REQUIREMENT
Include in the output the line containing "Guideline: one marker per instance of the tree trunk, placed" and each subsequent line of the records, through the end, transcribed exactly. Add nothing else.

AVAILABLE RECORDS
• • • • •
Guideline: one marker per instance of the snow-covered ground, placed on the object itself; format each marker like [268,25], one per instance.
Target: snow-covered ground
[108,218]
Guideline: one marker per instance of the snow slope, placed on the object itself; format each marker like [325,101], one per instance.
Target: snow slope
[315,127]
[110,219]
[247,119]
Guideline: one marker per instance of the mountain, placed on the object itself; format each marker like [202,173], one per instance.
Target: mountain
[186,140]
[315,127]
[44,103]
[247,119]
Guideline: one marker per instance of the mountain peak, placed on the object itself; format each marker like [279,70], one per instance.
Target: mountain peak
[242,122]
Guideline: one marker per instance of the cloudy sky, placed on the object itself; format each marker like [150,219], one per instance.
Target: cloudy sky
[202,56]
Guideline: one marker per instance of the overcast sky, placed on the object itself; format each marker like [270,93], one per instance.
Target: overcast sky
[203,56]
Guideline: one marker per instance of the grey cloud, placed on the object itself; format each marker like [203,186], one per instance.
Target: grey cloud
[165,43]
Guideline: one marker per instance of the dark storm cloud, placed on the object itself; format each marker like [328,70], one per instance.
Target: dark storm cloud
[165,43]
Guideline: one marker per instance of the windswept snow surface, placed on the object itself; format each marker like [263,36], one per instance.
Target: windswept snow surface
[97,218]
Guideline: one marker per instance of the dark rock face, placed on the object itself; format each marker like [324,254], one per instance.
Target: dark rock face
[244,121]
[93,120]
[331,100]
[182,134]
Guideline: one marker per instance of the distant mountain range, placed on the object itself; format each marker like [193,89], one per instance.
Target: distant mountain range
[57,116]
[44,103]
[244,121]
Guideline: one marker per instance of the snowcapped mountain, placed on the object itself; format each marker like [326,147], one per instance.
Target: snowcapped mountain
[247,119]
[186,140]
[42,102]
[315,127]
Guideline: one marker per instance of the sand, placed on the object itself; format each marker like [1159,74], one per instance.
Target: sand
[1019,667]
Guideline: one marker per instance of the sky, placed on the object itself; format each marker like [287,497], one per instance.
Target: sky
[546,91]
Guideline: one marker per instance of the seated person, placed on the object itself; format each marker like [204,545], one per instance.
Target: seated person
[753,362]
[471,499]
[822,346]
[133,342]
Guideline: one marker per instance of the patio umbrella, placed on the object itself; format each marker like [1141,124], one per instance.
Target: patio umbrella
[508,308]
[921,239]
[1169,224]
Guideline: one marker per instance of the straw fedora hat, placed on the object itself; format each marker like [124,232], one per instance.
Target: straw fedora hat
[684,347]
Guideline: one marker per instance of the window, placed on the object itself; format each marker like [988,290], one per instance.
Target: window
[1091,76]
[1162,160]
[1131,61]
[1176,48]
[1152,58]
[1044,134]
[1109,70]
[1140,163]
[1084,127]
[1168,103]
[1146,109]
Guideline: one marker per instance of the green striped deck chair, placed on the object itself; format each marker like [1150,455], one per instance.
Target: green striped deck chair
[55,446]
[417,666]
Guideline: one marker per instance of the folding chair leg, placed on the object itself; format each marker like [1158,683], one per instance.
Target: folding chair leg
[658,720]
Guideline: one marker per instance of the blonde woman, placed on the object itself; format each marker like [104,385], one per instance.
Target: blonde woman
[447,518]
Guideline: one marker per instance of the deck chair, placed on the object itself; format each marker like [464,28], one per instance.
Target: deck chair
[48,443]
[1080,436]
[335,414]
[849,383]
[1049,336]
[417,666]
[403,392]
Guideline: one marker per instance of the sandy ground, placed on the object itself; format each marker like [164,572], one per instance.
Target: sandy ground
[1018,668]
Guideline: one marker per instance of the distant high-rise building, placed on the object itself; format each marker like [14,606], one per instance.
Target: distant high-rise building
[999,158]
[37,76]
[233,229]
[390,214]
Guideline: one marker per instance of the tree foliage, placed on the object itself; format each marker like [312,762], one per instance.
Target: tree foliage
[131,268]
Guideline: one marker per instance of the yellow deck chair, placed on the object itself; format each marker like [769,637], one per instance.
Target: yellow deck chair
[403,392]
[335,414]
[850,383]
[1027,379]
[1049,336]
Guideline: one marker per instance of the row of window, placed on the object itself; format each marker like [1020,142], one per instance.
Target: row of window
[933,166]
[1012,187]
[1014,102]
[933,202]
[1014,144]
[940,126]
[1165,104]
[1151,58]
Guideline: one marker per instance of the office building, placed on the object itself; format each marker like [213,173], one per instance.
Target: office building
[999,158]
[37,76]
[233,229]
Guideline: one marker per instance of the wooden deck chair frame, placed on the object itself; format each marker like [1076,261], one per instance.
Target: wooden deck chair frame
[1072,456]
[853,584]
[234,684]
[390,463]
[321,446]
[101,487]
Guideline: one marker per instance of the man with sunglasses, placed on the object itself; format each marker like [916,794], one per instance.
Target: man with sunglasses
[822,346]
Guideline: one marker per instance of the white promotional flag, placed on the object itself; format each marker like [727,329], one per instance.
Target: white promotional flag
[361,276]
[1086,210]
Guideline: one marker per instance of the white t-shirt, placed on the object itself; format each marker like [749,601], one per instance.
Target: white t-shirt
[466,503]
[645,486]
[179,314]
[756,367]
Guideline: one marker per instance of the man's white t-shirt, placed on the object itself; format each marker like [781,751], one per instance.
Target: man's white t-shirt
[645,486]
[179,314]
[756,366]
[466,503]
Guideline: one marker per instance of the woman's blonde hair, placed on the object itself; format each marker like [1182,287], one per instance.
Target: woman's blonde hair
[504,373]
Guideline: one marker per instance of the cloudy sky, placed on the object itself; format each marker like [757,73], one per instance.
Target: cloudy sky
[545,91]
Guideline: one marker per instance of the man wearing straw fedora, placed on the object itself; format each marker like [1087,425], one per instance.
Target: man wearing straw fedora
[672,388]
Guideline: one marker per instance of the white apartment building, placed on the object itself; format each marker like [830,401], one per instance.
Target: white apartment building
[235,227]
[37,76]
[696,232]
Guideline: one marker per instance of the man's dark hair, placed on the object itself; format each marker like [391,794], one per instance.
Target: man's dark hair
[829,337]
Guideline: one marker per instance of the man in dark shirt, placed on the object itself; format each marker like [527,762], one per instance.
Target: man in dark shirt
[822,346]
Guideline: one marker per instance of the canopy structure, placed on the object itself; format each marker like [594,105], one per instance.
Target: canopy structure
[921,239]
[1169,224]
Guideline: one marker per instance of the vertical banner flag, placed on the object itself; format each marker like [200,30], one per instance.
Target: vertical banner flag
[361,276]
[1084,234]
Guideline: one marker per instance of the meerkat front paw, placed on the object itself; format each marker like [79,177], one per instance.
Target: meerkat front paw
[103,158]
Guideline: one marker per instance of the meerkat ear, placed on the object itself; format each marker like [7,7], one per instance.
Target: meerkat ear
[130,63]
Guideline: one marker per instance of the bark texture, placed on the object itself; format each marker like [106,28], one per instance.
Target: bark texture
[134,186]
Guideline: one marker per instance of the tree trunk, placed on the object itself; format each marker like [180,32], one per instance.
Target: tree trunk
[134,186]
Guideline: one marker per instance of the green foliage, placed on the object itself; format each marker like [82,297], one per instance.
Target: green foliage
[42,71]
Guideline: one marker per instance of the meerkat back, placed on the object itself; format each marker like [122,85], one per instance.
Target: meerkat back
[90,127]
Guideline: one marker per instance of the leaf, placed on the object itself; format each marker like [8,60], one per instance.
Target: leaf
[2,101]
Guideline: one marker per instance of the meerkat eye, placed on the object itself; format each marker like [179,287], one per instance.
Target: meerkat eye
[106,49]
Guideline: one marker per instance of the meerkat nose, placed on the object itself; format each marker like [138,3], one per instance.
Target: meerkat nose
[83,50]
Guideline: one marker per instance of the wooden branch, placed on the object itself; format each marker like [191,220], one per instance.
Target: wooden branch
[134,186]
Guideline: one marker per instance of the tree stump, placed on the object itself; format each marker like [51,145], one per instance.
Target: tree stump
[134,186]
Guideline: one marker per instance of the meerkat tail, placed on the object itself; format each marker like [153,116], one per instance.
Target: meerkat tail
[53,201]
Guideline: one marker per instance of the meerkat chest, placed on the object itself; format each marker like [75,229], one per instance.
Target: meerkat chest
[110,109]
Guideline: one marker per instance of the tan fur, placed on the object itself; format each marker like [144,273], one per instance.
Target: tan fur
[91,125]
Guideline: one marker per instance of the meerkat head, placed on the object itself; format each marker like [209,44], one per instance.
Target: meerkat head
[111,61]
• • • • •
EXPECTED ANSWER
Guideline: one marker per instance of the tree trunk, placed on the object itself; format each marker like [180,32], one per instance.
Target: tree trunk
[134,186]
Guideline: one marker per instance of the green foliage, placed on the object itself; format each marker like [82,297], one per instance.
Target: green foliage
[42,71]
Guideline: one marker per instance of the meerkat back, placed on the object itself; format each marker like [122,85], one per instance.
Target: meerkat back
[90,127]
Guideline: one marker per instance of the leaf, placed on the object itself; format each marker like [8,60], one per instance.
Target: leaf
[2,101]
Guideline: one marker per instance of the meerkat eye, placed on the object itself; format each marker like [179,287], one per instance.
Target: meerkat eye
[106,49]
Guideline: one marker per instance of the meerkat nose, placed on the object itself; format each marker like [138,3], one per instance.
Target: meerkat nose
[83,50]
Guideline: one marker per instance of the wooden branch, placed on the object itself; format each marker like [191,220], one per instance.
Target: wooden branch
[134,186]
Guideline: one marker per instance of the tree stump, placed on the object itself; format each marker like [51,145], one per instance.
Target: tree stump
[134,186]
Guideline: one marker per instance of the meerkat tail, placed on the object itself; format each marker like [153,116], one per instance.
Target: meerkat tail
[53,201]
Guideline: one marker per instance of the meerkat chest, placed on the object itself; format each marker like [75,229], one per instance.
Target: meerkat chest
[110,109]
Guideline: one marker per instance of the tan fur, placed on the object itself; format each marker like [144,273], one per instance.
Target: tan fur
[91,125]
Guideline: one marker per instance of the meerkat head, placed on the object itself; format each marker like [209,44], one per instance.
Target: meerkat head
[111,61]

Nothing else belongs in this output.